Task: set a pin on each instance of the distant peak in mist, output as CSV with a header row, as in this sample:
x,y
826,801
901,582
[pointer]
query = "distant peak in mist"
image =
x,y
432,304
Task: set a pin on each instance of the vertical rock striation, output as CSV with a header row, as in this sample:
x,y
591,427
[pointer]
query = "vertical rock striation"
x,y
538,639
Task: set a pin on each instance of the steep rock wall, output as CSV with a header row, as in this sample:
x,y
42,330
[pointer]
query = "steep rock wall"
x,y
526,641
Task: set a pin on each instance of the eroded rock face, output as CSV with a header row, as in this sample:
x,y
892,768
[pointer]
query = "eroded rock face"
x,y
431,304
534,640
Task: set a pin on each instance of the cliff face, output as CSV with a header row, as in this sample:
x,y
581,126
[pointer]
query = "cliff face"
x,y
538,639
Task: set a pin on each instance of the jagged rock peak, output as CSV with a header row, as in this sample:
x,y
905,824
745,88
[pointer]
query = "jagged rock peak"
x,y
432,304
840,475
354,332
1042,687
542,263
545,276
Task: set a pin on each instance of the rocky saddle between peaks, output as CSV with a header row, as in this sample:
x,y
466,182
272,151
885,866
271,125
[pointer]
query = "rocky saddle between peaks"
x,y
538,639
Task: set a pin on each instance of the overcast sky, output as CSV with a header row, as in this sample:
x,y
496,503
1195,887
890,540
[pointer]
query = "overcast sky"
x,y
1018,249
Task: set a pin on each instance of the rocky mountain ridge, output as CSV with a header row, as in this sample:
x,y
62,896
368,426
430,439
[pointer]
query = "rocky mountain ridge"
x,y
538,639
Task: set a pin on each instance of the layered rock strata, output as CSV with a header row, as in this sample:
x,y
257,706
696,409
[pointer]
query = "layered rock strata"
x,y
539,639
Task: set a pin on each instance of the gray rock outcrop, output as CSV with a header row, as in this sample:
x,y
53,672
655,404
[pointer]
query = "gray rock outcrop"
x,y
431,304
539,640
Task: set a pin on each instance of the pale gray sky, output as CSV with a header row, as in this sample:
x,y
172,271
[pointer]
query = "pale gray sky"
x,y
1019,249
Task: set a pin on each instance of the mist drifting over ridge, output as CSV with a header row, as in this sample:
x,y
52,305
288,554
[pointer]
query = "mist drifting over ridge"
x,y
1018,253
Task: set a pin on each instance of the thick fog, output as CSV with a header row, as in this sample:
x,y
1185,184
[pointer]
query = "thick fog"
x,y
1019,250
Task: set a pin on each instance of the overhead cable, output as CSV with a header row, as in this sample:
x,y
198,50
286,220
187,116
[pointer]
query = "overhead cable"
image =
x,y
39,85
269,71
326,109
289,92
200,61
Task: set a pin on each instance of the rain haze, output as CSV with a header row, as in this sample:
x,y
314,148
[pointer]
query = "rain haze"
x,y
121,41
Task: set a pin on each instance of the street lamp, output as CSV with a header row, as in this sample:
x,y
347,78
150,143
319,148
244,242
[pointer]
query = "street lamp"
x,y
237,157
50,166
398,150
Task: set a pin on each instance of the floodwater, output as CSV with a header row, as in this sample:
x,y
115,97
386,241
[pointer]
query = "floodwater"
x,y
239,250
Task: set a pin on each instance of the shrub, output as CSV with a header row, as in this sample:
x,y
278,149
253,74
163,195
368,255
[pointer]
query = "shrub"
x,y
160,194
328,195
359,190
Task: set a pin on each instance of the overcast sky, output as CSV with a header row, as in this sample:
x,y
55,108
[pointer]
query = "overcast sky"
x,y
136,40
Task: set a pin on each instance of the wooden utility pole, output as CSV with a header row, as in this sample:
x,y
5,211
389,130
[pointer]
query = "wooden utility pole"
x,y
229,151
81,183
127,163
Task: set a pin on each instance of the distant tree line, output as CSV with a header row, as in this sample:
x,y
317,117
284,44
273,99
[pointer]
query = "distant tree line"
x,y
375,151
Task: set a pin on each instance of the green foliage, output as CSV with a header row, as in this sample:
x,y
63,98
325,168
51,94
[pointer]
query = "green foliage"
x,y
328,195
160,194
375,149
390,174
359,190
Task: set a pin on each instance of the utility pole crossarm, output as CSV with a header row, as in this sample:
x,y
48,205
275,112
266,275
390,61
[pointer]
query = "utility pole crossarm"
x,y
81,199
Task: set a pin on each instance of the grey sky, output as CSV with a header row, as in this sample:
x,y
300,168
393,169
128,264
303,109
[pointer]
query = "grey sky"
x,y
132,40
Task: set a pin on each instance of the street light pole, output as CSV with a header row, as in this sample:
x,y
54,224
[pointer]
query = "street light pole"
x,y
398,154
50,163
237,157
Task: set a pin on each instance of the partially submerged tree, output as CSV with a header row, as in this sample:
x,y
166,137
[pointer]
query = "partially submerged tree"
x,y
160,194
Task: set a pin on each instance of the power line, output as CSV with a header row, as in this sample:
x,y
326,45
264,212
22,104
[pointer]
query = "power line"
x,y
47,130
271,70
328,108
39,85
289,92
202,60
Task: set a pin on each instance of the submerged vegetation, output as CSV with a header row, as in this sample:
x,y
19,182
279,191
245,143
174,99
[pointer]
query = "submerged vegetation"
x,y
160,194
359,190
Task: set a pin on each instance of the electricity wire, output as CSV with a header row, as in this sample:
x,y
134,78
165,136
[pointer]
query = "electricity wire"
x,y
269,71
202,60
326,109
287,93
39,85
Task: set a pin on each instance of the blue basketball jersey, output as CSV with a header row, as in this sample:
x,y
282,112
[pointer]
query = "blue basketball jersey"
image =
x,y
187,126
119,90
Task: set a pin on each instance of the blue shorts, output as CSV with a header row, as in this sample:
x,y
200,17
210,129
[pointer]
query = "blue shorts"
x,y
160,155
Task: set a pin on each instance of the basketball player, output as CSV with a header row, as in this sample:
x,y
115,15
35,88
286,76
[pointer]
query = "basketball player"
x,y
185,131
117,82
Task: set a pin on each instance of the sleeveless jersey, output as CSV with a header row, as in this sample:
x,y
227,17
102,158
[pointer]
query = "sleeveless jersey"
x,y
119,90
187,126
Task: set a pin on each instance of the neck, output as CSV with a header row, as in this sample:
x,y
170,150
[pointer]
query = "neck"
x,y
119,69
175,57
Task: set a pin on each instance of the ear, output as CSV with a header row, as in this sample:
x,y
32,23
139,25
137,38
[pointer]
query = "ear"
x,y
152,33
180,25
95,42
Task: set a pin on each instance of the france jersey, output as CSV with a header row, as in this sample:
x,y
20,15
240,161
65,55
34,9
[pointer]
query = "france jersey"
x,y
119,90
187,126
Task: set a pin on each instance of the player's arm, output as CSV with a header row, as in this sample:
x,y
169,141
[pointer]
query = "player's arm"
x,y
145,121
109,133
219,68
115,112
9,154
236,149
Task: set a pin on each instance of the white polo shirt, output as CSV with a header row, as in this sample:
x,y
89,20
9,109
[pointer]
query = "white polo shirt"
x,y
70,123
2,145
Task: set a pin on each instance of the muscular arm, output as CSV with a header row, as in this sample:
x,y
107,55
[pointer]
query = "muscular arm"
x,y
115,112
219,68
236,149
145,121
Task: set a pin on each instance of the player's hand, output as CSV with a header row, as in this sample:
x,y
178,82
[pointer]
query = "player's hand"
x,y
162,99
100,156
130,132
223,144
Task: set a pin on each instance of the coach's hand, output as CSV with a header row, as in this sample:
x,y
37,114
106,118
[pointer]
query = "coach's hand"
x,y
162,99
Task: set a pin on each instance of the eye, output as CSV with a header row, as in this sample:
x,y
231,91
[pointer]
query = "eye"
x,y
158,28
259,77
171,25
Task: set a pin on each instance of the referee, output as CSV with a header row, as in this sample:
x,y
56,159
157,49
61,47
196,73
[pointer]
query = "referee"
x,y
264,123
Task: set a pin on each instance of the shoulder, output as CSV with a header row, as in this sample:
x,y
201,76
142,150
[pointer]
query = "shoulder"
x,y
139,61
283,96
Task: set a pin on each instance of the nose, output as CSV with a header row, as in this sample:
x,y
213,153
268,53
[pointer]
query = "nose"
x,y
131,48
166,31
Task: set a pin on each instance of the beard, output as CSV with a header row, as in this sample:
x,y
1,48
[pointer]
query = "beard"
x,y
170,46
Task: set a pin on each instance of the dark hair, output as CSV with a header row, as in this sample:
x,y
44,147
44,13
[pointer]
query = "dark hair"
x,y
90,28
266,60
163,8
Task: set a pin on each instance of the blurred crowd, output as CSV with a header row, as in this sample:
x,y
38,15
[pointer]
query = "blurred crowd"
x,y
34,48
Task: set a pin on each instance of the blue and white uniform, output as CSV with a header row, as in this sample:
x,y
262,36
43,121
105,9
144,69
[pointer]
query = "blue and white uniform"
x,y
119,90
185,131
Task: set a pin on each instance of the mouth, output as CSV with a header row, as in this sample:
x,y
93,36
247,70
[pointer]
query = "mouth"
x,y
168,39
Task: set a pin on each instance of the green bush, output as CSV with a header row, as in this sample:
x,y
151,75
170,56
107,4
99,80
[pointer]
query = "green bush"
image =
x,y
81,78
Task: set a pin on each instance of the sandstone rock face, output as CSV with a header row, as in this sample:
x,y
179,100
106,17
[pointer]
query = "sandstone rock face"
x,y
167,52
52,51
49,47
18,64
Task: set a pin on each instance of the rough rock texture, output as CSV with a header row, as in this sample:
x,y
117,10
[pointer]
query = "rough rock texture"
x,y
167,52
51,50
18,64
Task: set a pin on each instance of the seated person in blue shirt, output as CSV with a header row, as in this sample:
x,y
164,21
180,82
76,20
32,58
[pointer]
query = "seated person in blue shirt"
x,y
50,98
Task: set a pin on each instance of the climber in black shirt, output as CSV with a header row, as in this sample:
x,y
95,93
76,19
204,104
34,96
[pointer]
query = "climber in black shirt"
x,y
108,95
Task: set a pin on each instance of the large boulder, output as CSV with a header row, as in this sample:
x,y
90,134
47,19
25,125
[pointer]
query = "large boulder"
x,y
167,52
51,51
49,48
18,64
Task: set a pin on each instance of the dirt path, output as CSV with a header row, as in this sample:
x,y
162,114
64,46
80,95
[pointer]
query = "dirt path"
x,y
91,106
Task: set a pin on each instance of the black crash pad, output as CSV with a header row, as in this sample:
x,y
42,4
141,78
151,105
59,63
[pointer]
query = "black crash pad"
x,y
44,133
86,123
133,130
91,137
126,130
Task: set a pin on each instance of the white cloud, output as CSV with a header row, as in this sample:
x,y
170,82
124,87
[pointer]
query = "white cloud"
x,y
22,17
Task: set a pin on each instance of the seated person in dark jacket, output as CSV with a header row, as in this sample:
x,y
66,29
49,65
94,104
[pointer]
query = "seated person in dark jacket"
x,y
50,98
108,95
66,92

☆ ☆ ☆ ☆ ☆ ☆ ☆

» **Aim of the exercise**:
Repeat word for word every line from the start of the entries to the line holding "Task: set a pin on each instance of the eroded", inclusive, and nothing else.

» **Result of this task**:
Task: set a pin on each instance of the distant peak in mist, output as CSV with a header row, as in this sample:
x,y
826,801
901,582
[pointer]
query = "distant peak in mist"
image =
x,y
432,304
Task: set a pin on each instance of the vertical rock striation, output as CSV with a header row, as in this sample:
x,y
591,427
[pointer]
query = "vertical rock striation"
x,y
538,639
Task: set a pin on each instance of the steep rock wall, output as CSV with a header row, as in this sample:
x,y
42,330
[pointer]
query = "steep rock wall"
x,y
526,641
Task: set a pin on each instance of the eroded rock face, output as CSV with a header row, as in this sample:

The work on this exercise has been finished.